> Instruction
Swap "region" for "area" wherever it occurs in the material below, and reproduce every other line without any change.

(Entries from an annotation dataset)
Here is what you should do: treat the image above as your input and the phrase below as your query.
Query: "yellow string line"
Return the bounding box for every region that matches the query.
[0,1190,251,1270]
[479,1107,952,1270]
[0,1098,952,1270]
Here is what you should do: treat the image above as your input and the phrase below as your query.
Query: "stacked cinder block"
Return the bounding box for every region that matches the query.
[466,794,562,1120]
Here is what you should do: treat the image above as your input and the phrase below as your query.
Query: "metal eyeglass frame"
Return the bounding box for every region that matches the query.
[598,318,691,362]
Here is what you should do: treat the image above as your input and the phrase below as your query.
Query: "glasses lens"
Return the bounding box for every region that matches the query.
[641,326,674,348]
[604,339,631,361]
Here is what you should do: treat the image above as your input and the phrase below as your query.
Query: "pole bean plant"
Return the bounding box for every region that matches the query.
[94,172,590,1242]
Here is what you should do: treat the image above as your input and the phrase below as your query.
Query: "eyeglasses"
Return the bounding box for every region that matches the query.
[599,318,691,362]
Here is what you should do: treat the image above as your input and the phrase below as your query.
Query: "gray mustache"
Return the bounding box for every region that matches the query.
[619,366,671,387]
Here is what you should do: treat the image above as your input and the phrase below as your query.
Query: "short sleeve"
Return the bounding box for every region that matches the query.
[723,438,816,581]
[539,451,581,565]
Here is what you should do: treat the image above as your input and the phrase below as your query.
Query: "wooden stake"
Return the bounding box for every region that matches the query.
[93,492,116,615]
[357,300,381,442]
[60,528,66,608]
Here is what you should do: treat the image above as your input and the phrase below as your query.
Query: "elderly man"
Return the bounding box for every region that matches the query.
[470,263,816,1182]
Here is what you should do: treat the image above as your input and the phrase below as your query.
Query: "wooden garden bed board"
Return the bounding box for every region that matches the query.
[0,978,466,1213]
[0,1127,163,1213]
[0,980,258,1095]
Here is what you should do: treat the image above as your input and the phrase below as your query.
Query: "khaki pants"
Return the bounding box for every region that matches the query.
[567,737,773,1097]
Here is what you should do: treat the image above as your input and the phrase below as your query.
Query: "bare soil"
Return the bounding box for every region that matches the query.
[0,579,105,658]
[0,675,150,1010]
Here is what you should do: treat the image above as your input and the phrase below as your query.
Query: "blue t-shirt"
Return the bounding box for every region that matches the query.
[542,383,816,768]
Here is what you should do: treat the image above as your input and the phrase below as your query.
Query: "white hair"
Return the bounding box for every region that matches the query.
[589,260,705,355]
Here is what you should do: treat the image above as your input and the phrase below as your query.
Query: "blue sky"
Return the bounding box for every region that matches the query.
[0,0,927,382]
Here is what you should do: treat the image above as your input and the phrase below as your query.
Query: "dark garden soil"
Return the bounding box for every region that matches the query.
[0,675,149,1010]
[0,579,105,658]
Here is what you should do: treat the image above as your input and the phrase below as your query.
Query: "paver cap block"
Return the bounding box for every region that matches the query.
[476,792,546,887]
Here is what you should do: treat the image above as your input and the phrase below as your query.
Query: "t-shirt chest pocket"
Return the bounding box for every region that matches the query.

> In response
Here is what you should do: treat the image above as your input and the phrase below as your query.
Query: "yellow string line"
Return the bounding box for every area that matches the query.
[0,1190,251,1270]
[479,1107,952,1270]
[0,1098,952,1270]
Here is what you should do: treat the image above as your input and the phrase below as your query.
Query: "stacked cinder block"
Return the bounding box for every area that matches the query.
[466,794,562,1120]
Here is what you should do: treat the image above as your input and the phrase below as your query.
Query: "metal eyeglass frame"
Return the bounding box for every area that matches the query.
[598,318,691,362]
Here is what you should do: treat the image above as your input and the phrase below as your query.
Query: "glasses lens"
Return the bounding box for every area that matches the query.
[641,326,674,348]
[604,339,631,361]
Here is what you should do: treat the image above as your input and the phrase below as your query.
Query: "pole bean plant"
Return the bounding box for every area that matches the query.
[94,172,590,1242]
Here is what you should do: treat the image above as your input and the phrase below as your query.
Query: "eyeglasses"
Return the bounding box for every area that matches the query.
[599,318,691,362]
Here is what you should do: treat the image above as your input and the phrase below as your query.
Query: "gray mustache"
Return the bounding box for every area that matches the query.
[619,366,671,387]
Here is what you should do: treat the image above as your input and the phrase below as your query.
Query: "short sleeve"
Return the bounding box for every area that matches the query.
[723,438,816,581]
[539,451,581,565]
Here is what you should do: treat the image above as your input and the phrase below as your query.
Query: "wooden stake"
Return the bounding box for every area that matches the query.
[93,492,116,615]
[357,300,381,442]
[60,528,66,608]
Here is what you should do: treat the image above as your input and the phrase below as your query.
Query: "elderly man"
Return the bounding box for every area that matches the query.
[470,263,816,1182]
Here is what you should do: treat the image above as your input and the phrase below as your query.
Query: "wooden garden bed board"
Return the bounding box for every area that matches the query.
[0,978,466,1213]
[0,1127,163,1213]
[0,980,258,1095]
Here is what you should do: treat the image above as your input and the phrase below as your query.
Query: "khaki pants"
Return the bounding box for every area that matches the query.
[567,737,773,1097]
Here is what you should do: treat the image above as your input and the phrase below as your query.
Query: "bare soil"
Return the bounding box for every area that matches the query.
[0,579,105,658]
[0,675,150,1010]
Here is what you should do: treat the image above as your input and the phrase below as your query.
Query: "blue t-shirt"
Return the bounding box for every area that matches the query.
[542,383,816,768]
Here is what you should do: treat the image above as your input and the phrase below as your query.
Query: "white hair"
Return the bounding box for every area that matches the query.
[589,260,705,355]
Here is what you should do: treat the image above as your input and the phrase below as your query.
Query: "blue sky"
Return the bounding box for every area that matches the query.
[0,0,927,382]
Here is what you should do: treat the image above as your input and the phrase below as your query.
Query: "dark garden soil"
Return the bounding box for every area that matches the query.
[0,675,149,1010]
[0,579,105,658]
Here is what you should do: treat the image above as your input and the phrase below as your query.
Query: "paver cap block"
Return the bounding box for every area that matches the query.
[476,792,546,887]
Here is what you should do: treat the image above as your input and the phrase below as your query.
Query: "t-shirt chest pocket"
Return the bounding box for every area that matches the query.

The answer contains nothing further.